Fragmento

MENSAJE
DEL SANTO PADRE FRANCISCO
PARA LA CUARESMA DE 2019
PARA LA CUARESMA DE 2019
«La
creación, expectante, está aguardando
la manifestación de los hijos de Dios» (Rm 8,19)
la manifestación de los hijos de Dios» (Rm 8,19)
Queridos hermanos
y hermanas:
Cada
año, a través de la Madre Iglesia, Dios «concede a sus hijos anhelar, con el
gozo de habernos purificado, la solemnidad de la Pascua, para que […] por la
celebración de los misterios que nos dieron nueva vida, lleguemos a ser con
plenitud hijos de Dios» (Prefacio I de Cuaresma). De este modo podemos caminar,
de Pascua en Pascua, hacia el cumplimiento de aquella salvación que ya hemos
recibido gracias al misterio pascual de Cristo: «Pues hemos sido salvados en
esperanza» (Rm 8,24). Este misterio de salvación, que ya obra en
nosotros durante la vida terrena, es un proceso dinámico que incluye también a
la historia y a toda la creación. San Pablo llega a decir: «La creación,
expectante, está aguardando la manifestación de los hijos de Dios» (Rm
8,19). Desde esta perspectiva querría sugerir algunos puntos de reflexión, que
acompañen nuestro camino de conversión en la próxima Cuaresma.
1. La redención de
la creación
La
celebración del Triduo Pascual de la pasión, muerte y resurrección de Cristo,
culmen del año litúrgico, nos llama una y otra vez a vivir un itinerario de
preparación, conscientes de que ser conformes a Cristo (cf. Rm 8,29) es
un don inestimable de la misericordia de Dios.

Material proporcionado

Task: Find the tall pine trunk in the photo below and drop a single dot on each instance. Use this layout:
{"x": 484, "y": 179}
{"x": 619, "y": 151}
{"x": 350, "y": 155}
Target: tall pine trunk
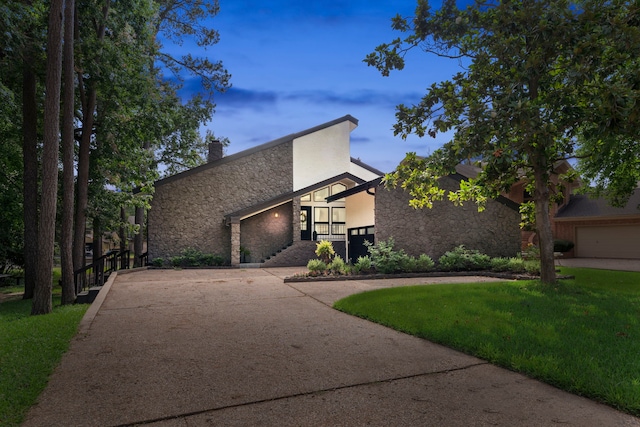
{"x": 30, "y": 175}
{"x": 42, "y": 303}
{"x": 68, "y": 148}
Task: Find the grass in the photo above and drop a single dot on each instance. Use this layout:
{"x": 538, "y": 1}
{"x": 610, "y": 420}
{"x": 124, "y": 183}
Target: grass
{"x": 30, "y": 348}
{"x": 582, "y": 335}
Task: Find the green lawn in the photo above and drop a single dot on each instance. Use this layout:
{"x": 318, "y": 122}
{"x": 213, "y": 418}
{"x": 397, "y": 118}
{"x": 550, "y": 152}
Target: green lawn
{"x": 582, "y": 335}
{"x": 30, "y": 348}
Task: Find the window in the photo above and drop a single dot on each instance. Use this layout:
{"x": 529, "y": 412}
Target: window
{"x": 321, "y": 216}
{"x": 321, "y": 195}
{"x": 338, "y": 188}
{"x": 338, "y": 220}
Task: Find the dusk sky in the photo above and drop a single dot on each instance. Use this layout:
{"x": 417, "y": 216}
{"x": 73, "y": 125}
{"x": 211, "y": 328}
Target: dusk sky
{"x": 297, "y": 64}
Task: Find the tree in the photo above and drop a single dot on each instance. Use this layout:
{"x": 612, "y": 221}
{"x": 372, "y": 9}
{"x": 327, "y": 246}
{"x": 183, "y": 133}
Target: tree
{"x": 68, "y": 148}
{"x": 530, "y": 70}
{"x": 42, "y": 303}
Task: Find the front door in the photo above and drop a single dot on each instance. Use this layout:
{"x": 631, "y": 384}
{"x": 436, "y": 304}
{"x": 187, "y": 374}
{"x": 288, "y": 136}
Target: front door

Tareas
[a] Convierte en una lista breve el párrafo del fragmento que empieza con «Cada año, a través de la Madre Iglesia» y conserva sus datos principales.
[b] Por favor, escribe sin cambios las filas que van desde la que contiene «Task: Find the dusk» hasta el final de las filas, ambos extremos incluidos.

Soluciones
[a]
- Cada año, por medio de la Madre Iglesia, Dios concede a sus hijos anhelar la solemnidad de la Pascua, para que lleguen a ser con plenitud hijos de Dios (Prefacio I de Cuaresma).
- Así se camina, de Pascua en Pascua, hacia el cumplimiento de la salvación ya recibida gracias al misterio pascual de Cristo: «Pues hemos sido salvados en esperanza» (Rm 8,24).
- Este misterio de salvación ya obra durante la vida terrena. Es un proceso dinámico que incluye también la historia y toda la creación.
- San Pablo dice: «La creación, expectante, está aguardando la manifestación de los hijos de Dios» (Rm 8,19).
- Desde esta perspectiva se sugieren algunos puntos de reflexión para acompañar el camino de conversión en la próxima Cuaresma.

[b]
Task: Find the dusk sky in the photo above and drop a single dot on each instance. Use this layout:
{"x": 417, "y": 216}
{"x": 73, "y": 125}
{"x": 211, "y": 328}
Target: dusk sky
{"x": 297, "y": 64}
Task: Find the tree in the photo above and drop a single dot on each instance. Use this layout:
{"x": 612, "y": 221}
{"x": 372, "y": 9}
{"x": 327, "y": 246}
{"x": 183, "y": 133}
Target: tree
{"x": 68, "y": 148}
{"x": 530, "y": 70}
{"x": 42, "y": 303}
Task: Find the front door in the photo above and drop a single dot on each instance. Use this layout:
{"x": 631, "y": 384}
{"x": 436, "y": 304}
{"x": 187, "y": 374}
{"x": 288, "y": 136}
Target: front door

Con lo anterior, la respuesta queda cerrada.